- [作業指示]:
(a) 音楽とイヤホンについての文章では、同級生はその一言をどこに書いていましたか。
(b) 音楽とイヤホンについての文章の続きを、最後の文のあとから書いてください。

- [文書の抜粋]:
従来の有線イヤホンを気持ち悪いと思い始めたきっかけは、中学生の頃、同級生がプロフィール欄に書いていたその一言だった。気持ちは分からなくもない。当時といえば、私もちょうどウォークマンを購入したぐらいの時期。それで音楽を聴くこと自体がちょっとカッコいいものだと思っていたし、先生にバレないように再生する時の背徳感とか、 真面目に授業受けているクラスメイトに対する優越感とか、きっとあったんだろう。


だけど、何が酸素だよ。別に、音楽がなくなったから死ぬなんてことはないでしょうが。まあこれは偏見だけども、むしろ、そういうことを言う人であればあるほど、その人の生活にとって音楽はさほど重要ではないように思えたのだ、傍から見ていて。

[指示表現による位置指定データ]

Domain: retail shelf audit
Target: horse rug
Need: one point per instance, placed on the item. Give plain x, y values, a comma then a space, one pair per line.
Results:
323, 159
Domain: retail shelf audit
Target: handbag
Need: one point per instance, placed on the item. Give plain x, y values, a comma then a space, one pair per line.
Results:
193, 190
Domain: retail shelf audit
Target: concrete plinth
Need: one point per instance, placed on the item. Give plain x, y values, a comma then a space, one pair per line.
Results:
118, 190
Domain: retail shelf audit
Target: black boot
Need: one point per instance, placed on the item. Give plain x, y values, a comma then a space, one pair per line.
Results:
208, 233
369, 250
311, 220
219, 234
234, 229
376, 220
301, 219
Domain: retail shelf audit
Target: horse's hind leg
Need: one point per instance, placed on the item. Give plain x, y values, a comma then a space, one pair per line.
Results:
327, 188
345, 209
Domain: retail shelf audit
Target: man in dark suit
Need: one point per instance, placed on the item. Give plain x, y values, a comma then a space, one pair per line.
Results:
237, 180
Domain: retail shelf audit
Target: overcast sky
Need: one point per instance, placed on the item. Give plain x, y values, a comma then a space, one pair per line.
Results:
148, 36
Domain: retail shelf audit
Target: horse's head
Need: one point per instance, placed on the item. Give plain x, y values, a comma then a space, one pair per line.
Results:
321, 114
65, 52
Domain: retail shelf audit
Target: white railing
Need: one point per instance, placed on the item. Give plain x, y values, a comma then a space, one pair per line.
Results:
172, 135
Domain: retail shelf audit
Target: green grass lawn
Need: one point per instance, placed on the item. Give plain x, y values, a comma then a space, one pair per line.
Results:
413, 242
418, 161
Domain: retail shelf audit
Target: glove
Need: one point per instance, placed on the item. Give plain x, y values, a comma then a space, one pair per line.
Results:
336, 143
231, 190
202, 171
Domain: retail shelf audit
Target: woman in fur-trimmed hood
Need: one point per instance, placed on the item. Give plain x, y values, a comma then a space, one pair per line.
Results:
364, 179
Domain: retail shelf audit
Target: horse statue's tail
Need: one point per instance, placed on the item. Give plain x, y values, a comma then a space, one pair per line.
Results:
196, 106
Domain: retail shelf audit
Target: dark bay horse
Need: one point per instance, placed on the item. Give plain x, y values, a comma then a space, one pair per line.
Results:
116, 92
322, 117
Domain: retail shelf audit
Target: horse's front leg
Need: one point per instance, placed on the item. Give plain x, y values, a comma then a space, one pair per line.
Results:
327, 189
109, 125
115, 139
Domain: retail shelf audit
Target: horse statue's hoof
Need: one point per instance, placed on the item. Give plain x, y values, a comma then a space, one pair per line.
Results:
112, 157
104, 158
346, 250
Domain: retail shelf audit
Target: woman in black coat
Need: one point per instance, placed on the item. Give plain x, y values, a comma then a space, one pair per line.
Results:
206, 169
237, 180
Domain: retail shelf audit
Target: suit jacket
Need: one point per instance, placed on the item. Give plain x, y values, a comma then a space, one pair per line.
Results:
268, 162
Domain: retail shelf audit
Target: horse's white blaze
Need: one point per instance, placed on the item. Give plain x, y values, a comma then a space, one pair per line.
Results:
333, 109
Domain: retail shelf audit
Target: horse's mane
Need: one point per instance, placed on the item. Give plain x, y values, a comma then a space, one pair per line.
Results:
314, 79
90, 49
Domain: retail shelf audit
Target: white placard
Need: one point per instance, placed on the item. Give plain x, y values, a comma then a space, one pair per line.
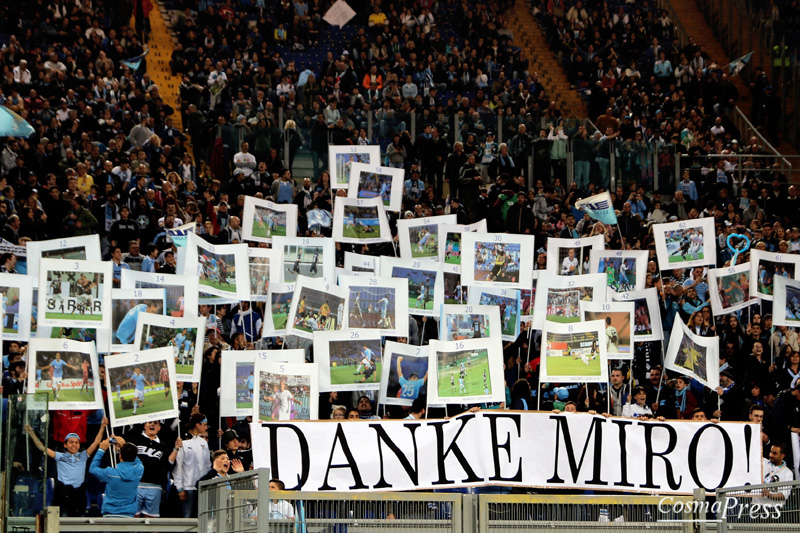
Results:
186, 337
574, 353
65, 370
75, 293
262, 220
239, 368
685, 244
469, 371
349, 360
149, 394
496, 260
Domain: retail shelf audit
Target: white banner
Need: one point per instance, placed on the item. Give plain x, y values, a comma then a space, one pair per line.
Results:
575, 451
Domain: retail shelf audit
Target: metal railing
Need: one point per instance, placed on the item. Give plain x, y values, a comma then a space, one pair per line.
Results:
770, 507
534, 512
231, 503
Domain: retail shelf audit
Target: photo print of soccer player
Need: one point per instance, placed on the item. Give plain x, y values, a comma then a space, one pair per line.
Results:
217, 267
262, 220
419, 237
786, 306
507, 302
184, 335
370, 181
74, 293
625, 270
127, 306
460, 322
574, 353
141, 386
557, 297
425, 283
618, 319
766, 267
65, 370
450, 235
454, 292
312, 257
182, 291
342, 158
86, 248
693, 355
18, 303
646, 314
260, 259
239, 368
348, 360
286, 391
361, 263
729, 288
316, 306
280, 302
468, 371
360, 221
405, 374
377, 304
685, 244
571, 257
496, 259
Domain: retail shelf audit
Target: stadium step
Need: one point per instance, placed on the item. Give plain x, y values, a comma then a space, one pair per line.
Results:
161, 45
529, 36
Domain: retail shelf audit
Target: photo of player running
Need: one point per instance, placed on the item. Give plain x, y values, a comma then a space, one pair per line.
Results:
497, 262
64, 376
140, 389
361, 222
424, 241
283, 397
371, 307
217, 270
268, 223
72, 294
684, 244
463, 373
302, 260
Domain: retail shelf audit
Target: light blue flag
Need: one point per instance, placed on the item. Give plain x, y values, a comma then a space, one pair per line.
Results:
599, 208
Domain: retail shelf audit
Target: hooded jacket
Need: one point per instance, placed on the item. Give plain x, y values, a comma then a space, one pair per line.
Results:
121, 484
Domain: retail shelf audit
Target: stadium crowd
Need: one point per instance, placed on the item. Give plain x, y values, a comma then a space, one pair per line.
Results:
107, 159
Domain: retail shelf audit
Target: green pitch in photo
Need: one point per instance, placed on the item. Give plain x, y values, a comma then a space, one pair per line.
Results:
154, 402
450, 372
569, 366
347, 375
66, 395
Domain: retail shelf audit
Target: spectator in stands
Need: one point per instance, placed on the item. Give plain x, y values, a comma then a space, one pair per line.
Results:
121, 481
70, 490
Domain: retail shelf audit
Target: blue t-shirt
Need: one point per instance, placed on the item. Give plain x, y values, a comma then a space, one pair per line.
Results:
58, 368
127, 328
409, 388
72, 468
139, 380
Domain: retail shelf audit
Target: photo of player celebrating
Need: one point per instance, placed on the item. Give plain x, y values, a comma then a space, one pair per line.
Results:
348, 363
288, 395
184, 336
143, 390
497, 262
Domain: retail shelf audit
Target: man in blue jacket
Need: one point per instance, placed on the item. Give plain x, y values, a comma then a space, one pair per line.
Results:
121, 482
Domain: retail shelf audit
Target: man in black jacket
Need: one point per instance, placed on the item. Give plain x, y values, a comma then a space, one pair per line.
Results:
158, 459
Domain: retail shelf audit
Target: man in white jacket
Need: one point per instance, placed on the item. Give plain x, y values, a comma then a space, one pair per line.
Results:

- [各作業の解答]:
(a) プロフィール欄に書いていました。

(b)
薄っぺらい人間の言う、薄っぺらい言葉だ。心のどこかで嘲笑っていたら、次第に、耳にイヤホンを挿している人が点滴を繋がれた病人にしか見えなくなった。電車内の長椅子に人々が座る光景はまる で病院の待合室のよう。これを抜いたらみんな死ぬんだろうか。 だとしたら、この電車は私たちをどこへ運ぶつもりなのだろうか。


だから、文明の利器に感謝している。我々は、あの煩わしい管からいよいよ解放されたのだ! 気味悪い光景はそう遠くない未来に撲滅するだろう!


「ペンペンポコポン」


玄関を出る時、今日も私は昂揚した気分でワイヤレスイヤホンを起動させる。今の自分の職業や、その給料によって生活ができているという事実には目を瞑りながら。